━━━ Exercise materials
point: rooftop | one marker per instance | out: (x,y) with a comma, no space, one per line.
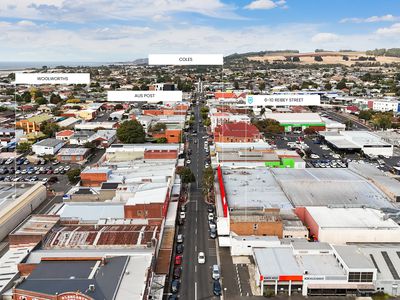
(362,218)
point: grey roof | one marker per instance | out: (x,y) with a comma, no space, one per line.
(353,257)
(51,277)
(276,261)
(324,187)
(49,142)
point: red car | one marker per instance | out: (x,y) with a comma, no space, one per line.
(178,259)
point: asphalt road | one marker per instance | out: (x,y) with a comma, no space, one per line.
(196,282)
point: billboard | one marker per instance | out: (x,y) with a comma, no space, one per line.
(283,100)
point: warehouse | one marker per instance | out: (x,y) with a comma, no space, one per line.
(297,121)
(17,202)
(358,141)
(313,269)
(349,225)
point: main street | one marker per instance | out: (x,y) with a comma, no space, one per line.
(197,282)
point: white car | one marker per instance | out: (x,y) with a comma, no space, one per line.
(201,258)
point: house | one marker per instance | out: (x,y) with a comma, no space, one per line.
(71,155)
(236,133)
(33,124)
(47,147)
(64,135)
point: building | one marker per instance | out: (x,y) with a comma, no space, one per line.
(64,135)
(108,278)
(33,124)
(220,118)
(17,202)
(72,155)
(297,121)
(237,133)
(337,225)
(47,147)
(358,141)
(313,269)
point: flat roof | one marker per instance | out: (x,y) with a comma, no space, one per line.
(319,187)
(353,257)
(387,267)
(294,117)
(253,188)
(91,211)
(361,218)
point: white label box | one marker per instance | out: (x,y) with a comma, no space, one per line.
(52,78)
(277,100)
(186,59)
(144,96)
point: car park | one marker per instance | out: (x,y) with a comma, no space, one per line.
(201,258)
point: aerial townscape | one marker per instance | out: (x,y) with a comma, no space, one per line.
━━━━━━
*Direction*. Return all the rows above word for word, leaving out the picture.

*Response for this exercise*.
point: rooftop | one marker per instance | out: (x,y) with a comma, no space, one per line.
(362,218)
point: grey roof | one marker per instance | out: (x,y) with a comma, no space, one per line.
(353,257)
(51,277)
(276,261)
(324,187)
(49,142)
point: red car | one marker per instance | out: (x,y) with a comma, no space, one per line.
(178,259)
point: asphalt road | one marker per instance | out: (x,y) with a comma, no space, one per line.
(196,282)
point: billboard | one marker per instance | out: (x,y) with a comma, no space, one per line.
(283,100)
point: warehouse | one marker per instance | out: (x,y) with a comma, no space, one per line.
(297,121)
(17,202)
(358,141)
(313,269)
(349,225)
point: main street | one marker per instance | out: (x,y) with a comma, no space, one per line.
(197,282)
point: white car | one marker per instance | out: (x,y) with a comma, no space, one per line.
(201,258)
point: house | one marker per instance | out: (x,y) with a comma, no space, one per line.
(71,155)
(236,133)
(33,124)
(47,147)
(64,135)
point: building | one marker per instance | out: (x,y) with a comma, no space, one per line.
(64,135)
(108,278)
(33,124)
(220,118)
(17,202)
(72,155)
(297,121)
(237,133)
(337,225)
(47,147)
(358,141)
(313,269)
point: flat roof | one marker per instance | out: (x,y) with a comma, no space, one per line.
(319,187)
(353,257)
(387,267)
(294,117)
(253,188)
(91,211)
(361,218)
point: white label box | one marker per instance | out: (x,y) with a comma, no space, one per line.
(52,78)
(277,100)
(186,59)
(144,96)
point: car park | one marker per instance | out: (x,y) with a comma, no space, one per line.
(201,258)
point: aerial townscape | one marker per instance | out: (x,y) with a comma, no space, one per line.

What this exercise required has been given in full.